Look below for the line containing "lawn in the photo above." and the line containing "reading 'book case' in the photo above."; repeat exactly those two lines and all lines between them, and nothing else.

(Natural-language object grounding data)
..............................

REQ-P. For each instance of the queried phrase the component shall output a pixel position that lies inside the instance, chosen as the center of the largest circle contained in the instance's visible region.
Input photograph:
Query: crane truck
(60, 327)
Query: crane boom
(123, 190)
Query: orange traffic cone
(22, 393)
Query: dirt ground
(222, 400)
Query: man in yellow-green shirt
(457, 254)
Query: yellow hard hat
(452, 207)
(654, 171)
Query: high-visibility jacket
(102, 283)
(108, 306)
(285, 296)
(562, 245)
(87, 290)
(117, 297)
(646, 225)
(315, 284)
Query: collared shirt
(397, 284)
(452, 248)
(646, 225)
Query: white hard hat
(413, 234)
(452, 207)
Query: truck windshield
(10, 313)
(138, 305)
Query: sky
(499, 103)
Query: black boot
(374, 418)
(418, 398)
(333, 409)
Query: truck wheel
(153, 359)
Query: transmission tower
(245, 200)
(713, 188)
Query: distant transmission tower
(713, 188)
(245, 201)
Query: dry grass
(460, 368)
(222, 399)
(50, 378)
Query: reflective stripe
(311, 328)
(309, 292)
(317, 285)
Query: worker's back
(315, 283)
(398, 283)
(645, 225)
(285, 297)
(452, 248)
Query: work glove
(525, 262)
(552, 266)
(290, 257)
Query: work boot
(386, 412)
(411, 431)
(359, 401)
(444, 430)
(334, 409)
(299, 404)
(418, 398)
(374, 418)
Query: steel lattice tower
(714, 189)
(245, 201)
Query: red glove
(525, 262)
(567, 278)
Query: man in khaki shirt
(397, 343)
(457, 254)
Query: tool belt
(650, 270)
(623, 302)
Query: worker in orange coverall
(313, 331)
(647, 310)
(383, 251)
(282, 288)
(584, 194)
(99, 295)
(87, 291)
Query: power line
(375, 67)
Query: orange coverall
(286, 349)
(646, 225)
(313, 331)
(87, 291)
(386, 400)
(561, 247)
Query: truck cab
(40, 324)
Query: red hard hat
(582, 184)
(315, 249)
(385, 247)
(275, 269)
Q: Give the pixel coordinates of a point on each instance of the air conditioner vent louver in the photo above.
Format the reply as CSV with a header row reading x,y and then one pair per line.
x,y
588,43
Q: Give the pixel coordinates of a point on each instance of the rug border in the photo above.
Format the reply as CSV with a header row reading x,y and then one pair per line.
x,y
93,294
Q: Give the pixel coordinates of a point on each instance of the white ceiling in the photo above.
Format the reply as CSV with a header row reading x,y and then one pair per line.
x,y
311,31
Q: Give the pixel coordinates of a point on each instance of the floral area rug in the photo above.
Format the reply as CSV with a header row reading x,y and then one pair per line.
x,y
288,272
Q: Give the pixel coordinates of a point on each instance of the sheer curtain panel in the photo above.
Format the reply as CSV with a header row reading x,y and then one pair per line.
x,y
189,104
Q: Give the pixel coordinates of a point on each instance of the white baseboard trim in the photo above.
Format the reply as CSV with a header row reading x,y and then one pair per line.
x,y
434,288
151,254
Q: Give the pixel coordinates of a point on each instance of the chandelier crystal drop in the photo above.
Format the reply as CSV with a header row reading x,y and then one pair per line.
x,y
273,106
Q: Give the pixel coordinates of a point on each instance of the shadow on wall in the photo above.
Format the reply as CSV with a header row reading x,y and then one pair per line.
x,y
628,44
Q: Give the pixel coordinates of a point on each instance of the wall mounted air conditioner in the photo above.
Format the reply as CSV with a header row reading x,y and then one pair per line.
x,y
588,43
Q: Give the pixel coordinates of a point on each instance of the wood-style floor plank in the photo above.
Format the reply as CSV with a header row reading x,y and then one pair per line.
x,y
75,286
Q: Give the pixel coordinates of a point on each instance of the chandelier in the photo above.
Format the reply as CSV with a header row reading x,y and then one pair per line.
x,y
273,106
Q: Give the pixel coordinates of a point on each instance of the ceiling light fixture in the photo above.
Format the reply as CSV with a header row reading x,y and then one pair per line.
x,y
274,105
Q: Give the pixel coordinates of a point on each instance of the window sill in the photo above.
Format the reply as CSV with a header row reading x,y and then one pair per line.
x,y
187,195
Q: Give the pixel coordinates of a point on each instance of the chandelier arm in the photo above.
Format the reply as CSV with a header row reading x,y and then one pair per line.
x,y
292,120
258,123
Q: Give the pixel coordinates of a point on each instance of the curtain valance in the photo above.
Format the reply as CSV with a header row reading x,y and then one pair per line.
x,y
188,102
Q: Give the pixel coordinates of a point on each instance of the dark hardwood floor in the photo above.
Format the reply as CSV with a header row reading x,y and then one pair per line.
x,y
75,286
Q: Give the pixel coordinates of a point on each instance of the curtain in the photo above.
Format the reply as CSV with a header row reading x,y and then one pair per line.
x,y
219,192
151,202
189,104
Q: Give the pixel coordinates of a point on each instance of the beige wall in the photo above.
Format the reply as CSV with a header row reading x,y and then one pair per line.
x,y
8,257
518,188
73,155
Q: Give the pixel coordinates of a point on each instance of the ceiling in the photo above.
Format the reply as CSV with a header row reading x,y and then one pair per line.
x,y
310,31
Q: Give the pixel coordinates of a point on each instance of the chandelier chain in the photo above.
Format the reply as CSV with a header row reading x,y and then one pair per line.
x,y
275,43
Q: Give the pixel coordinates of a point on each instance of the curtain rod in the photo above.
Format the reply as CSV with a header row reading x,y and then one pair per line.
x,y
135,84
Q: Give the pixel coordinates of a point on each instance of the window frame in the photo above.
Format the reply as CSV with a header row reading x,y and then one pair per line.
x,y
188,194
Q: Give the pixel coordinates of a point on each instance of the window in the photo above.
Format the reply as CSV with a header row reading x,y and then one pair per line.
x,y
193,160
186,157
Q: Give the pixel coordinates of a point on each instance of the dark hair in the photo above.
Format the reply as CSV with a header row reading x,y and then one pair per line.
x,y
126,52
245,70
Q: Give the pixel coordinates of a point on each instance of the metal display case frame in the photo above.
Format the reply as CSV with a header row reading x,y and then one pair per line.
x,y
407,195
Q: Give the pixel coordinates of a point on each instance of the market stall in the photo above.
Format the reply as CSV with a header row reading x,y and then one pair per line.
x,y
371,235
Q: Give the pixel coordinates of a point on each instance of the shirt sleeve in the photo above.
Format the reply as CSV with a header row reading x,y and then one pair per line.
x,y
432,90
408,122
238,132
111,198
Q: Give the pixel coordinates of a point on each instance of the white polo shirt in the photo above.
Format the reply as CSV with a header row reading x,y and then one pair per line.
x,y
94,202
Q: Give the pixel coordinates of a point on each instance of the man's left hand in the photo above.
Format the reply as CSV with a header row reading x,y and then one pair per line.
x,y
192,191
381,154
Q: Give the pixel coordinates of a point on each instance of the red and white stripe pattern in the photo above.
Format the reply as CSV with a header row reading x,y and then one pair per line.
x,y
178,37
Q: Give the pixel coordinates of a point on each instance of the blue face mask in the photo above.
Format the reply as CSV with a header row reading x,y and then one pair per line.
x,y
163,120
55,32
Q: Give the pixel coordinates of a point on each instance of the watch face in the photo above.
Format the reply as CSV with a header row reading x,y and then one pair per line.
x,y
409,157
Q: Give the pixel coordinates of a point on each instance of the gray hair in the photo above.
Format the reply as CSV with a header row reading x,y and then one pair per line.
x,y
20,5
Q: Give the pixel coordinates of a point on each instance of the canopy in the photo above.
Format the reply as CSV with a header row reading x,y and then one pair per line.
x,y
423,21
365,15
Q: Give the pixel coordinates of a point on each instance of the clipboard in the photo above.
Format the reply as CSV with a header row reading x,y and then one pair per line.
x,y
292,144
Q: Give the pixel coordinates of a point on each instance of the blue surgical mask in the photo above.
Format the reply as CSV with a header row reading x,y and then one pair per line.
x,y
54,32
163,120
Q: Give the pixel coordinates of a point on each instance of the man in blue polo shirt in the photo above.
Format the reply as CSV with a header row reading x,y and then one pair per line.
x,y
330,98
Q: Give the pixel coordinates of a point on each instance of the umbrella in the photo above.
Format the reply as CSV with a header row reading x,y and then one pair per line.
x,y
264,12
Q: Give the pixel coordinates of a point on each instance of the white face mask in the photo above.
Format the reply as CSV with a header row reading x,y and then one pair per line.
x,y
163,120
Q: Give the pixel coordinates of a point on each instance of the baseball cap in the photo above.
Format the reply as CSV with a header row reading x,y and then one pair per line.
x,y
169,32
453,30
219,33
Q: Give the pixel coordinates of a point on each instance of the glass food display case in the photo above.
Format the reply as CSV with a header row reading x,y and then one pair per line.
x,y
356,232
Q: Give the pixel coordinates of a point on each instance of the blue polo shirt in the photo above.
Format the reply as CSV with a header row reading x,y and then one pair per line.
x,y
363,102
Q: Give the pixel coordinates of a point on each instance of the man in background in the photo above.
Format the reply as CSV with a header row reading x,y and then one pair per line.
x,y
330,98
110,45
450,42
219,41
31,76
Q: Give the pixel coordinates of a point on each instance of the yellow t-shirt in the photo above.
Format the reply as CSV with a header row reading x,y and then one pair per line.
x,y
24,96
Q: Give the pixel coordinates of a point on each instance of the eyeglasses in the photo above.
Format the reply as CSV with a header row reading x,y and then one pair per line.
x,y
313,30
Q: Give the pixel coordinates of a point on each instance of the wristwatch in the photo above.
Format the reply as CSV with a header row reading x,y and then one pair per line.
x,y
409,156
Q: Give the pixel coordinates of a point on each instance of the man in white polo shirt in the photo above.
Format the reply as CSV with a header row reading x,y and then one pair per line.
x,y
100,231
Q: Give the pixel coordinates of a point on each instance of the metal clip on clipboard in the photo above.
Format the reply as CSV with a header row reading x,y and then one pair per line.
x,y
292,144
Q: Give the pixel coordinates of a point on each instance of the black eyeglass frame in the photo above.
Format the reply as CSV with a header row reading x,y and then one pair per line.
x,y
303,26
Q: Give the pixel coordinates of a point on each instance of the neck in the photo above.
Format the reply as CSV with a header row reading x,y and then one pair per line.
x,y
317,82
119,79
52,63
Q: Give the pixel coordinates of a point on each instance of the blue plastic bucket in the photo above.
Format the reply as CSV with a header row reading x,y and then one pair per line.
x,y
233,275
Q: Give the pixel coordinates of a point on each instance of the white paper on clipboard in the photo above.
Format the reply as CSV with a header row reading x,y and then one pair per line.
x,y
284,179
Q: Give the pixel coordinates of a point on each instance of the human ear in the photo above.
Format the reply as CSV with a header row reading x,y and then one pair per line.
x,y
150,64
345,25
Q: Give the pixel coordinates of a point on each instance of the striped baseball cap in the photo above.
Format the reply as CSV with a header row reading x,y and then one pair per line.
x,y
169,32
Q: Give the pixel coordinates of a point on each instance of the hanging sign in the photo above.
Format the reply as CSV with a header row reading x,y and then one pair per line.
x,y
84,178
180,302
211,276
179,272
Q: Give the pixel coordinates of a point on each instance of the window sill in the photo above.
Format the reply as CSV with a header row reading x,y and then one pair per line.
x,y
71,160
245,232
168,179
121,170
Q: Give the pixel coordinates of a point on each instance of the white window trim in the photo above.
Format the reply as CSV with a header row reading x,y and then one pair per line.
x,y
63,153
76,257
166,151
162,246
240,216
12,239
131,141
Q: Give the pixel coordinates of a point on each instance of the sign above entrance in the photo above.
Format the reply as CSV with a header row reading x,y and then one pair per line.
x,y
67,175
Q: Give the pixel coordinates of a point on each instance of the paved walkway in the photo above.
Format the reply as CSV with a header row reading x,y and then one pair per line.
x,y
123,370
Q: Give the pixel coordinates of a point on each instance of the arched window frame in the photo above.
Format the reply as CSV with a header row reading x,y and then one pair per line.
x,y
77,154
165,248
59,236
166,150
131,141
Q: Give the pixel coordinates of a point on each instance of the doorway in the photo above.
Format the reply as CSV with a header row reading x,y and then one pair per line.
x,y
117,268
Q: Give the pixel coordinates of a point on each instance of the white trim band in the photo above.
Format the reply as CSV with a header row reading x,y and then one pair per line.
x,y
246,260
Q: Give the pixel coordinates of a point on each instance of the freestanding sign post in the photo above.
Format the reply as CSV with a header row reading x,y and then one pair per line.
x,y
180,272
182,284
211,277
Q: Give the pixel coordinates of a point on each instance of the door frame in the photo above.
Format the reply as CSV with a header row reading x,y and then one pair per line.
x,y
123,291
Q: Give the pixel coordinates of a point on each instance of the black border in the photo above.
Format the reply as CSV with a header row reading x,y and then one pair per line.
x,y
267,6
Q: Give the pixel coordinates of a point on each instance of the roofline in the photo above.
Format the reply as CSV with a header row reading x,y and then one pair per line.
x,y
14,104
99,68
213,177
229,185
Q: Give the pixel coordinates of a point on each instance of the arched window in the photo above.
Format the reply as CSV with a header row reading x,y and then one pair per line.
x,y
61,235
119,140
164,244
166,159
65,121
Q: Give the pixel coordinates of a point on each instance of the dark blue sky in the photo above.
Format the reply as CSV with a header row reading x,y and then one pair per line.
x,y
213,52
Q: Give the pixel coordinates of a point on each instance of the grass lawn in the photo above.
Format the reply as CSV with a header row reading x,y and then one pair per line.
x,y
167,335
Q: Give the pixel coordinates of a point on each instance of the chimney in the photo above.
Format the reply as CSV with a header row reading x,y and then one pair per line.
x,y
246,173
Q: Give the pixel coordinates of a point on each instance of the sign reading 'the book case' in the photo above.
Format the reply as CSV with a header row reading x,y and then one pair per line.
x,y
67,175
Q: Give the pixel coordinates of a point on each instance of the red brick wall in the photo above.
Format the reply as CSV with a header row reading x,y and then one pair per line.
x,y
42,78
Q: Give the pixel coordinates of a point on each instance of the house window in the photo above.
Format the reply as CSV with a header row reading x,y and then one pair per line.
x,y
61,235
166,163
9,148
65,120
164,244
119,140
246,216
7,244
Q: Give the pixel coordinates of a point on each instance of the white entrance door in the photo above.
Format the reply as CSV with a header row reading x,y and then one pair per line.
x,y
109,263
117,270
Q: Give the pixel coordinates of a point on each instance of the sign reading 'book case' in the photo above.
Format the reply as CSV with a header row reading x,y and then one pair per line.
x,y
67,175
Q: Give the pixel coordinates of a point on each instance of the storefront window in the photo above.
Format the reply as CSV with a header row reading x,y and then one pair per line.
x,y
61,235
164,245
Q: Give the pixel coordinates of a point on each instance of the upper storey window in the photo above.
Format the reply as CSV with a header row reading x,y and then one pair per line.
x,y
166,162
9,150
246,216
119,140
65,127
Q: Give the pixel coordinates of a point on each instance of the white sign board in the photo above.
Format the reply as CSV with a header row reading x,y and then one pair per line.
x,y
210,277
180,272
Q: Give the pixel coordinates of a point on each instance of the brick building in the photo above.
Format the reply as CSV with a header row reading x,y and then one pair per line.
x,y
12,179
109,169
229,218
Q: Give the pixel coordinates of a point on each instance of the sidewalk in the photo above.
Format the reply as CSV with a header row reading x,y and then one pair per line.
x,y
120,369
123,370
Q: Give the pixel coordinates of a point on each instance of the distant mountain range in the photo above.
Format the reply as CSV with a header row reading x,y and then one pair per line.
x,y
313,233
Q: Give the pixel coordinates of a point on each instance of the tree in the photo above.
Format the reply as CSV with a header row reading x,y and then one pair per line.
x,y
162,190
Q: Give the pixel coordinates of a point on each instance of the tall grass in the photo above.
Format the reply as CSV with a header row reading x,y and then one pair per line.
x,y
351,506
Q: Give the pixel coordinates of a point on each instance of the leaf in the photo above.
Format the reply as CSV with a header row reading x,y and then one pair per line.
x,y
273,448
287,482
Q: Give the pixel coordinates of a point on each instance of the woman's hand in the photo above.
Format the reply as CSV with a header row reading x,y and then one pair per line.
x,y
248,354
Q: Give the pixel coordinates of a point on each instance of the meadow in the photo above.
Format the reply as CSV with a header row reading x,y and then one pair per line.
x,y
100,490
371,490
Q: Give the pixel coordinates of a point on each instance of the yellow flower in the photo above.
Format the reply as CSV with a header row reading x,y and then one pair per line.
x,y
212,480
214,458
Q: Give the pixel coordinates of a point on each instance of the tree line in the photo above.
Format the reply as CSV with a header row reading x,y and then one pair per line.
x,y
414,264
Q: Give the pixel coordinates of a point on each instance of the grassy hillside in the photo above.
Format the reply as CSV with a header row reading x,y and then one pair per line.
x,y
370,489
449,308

..............................

▸ TASK RESPONSE:
Q: Give the pixel coordinates of a point on each instance of the grass lawn in the photo above.
Format the reply as CSV with a header row reading x,y and then one pair per line.
x,y
167,335
Q: Give the pixel coordinates of a point on each instance of the chimney in the photo above.
Format the reply as CSV with a header row reading x,y and then one pair per line.
x,y
246,173
Q: Give the pixel coordinates of a point on each instance of the sign reading 'the book case' in the photo above.
Format the reply as CSV with a header row reading x,y and then one pair per line.
x,y
67,175
Q: Give the pixel coordinates of a point on each instance of the red brick wall in the photo above.
Format the reply as CSV with a header row reading x,y and then one pair per line.
x,y
42,78
Q: Give the pixel coordinates of a point on each instance of the house window in the photo above.
Format the reply as CSV with a header row reading x,y and then one pair per line.
x,y
61,235
166,163
9,148
65,120
164,244
119,140
246,216
7,244
Q: Give the pixel coordinates of a point on each instance of the white entrance door in the photo above.
Format the reply as CSV with a header row reading x,y and then one pair per line.
x,y
109,263
117,270
Q: Give the pixel coordinates of a point on each instance of the sign reading 'book case' in the photo above.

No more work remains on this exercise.